Extract the final stretch of the data: the line that contains "Target: illuminated dome" and every line after it, unaltered, and no other lines.

### Dataset entries:
# # #
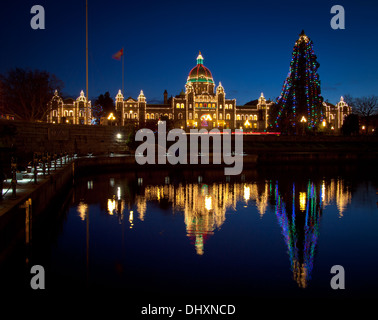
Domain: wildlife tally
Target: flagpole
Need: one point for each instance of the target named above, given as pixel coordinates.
(123, 73)
(86, 45)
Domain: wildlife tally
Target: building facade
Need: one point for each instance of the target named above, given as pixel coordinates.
(202, 105)
(70, 111)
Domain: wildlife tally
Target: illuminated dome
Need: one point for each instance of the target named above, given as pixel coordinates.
(200, 73)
# # #
### Reply:
Target: illuminated dome
Need: one point for each instance of the target named above, given as pixel coordinates.
(200, 73)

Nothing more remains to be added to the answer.